TEXTE EXTRAIT:

Cameroun : L’alcool, un instrument de lobotomisation des consciences ?
Au Cameroun, l’alcool fait des ravages. Certains observateurs parlent même d’un instrument de lobotomisation des consciences.
À l’époque dans ce pays d’Afrique centrale, l’expression « saoul comme un polonais » désignait un homme ivre s’étant illustré dans une prise immodéré d’alcool. Aujourd’hui, comparés aux ivrognes de haut vol du Cameroun, les Polonais ivres apparaissent comme des sobres. Les Camerounais consomment de l’alcool comme des éponges, à tout âge, sans distinction de sexe ni de catégorie sociale. On pouvait penser à un moment donné que c’est parce qu’ils sont gagnés par le fatalisme et le désespoir qu’ils se ruent ainsi dans l’alcool, dans l’espoir d’y noyer leurs soucis, y trouver un refuge et un réconfort. En réalité, rien de tout cela. Mieux que noyer leurs soucis, apparaissant comme de grands noceurs devant l’éternel, les Camerounais ont suffisamment montré tout leur amour pour l’alcool. Et, comme du pain béni à leur yeux, il n’en fallait pas plus au pouvoir pour qu’il s’en saisisse, à son bénéfice propre. À l’image donc des envahisseurs qui, entre autres procédés, avaient utilisé l’alcool et les produits alimentaires sucrés pour détruire les Amérindiens (en Amérique) , les Aborigènes (en Australie) et les Maoris (en Nouvelle Zélande), les autorités camerounaises ont ainsi opportunément procédé à une libéralisation sauvage du secteur de la production et de la vente des boissons alcoolisées.

DONNÉES FOURNIES:
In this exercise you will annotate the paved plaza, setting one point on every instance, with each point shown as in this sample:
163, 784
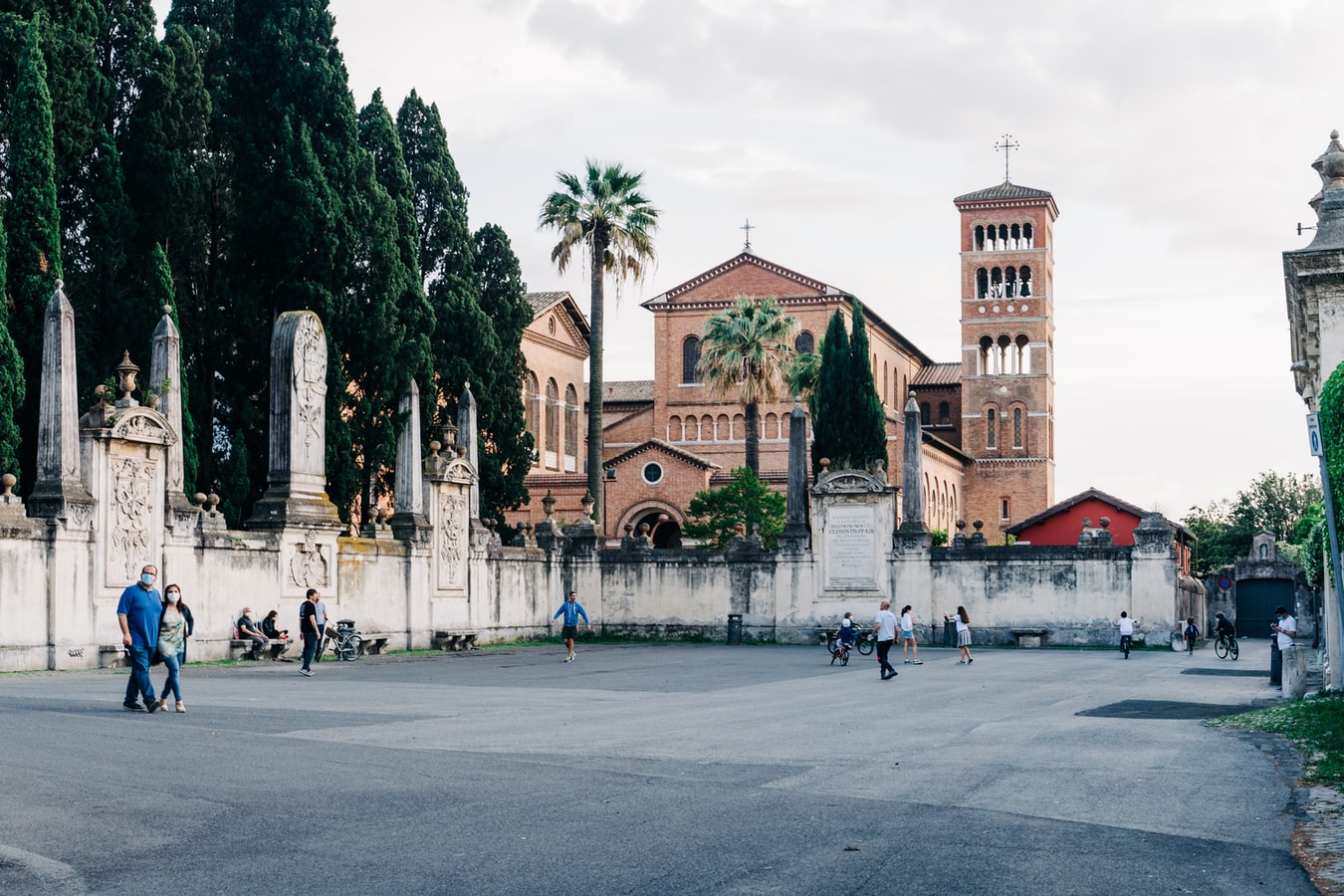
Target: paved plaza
653, 770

ACTIVITÉS PROPOSÉES:
[1] D'après le texte sur l'alcool au Cameroun, quel secteur les autorités camerounaises ont-elles soumis à une libéralisation sauvage ?
[2] Relevez, dans le texte sur l'alcool au Cameroun, tous les peuples que des envahisseurs auraient détruits, entre autres, au moyen de l'alcool. Précisez pour chacun la région associée.
[3] Reprenez le texte sur l'alcool au Cameroun à la suite de sa dernière phrase.

RÉPONSES ATTENDUES:
[1] Le secteur de la production et de la vente des boissons alcoolisées.

[2]
- Les Amérindiens (en Amérique)
- Les Aborigènes (en Australie)
- Les Maoris (en Nouvelle-Zélande)

[3]
Libéralisation sauvage
Le nombre de débits de boissons alcoolisées que l’on rencontre au km2 dans de nombreuses régions du pays est hallucinant. Les Camerounais consomment de l’alcool de façon continue et sans modération. Ils ont la tête si profondément plongée dans les breuvages qu’ils en perdent toute lucidité et le simple bon sens. Exemple, au moment où les autorités de Yaoundé ( en connaissance de cause sans doute) ont brutalement desserré les mesures de restrictions prises par rapport au Covid-19, renvoyant ainsi les citoyens pratiquer leur sport favori, celui de la consommation abusive de l’alcool, dans les débits de boissons et autres gargotes, la décision, de manière surréaliste, a été ‘’saluée’’, voire ‘’fêtée’’ par les nombreux disciples de Bacchus, aux consciences totalement euthanasiées, inhibées, lobotomisées par les alcools. On parle régulièrement au Cameroun d’un pouvoir qui a lobotomisé les consciences des populations mais sans vraiment éclairer davantage sur les procédés. Et si finalement l’alcool en était un ? D’autant plus qu’au cœur de cette consommation gargantuesque, la qualité n’est pas toujours au rendez-vous, à cause notamment de l’absence d’une règlementation stricte dans le secteur. Qui peut d’ailleurs affirmer, de manière péremptoire, que les intrants qui se retrouvent dans les compositions des bières provenant des industries brassicoles locales sont sans danger ? Qui peut jurer qu’il n’y a pas d’autres composantes dans ces bières, celles-là qui n’apparaissent pas formellement sur les étiquettes comme les autres, avec en filigrane des objectifs inavoués ?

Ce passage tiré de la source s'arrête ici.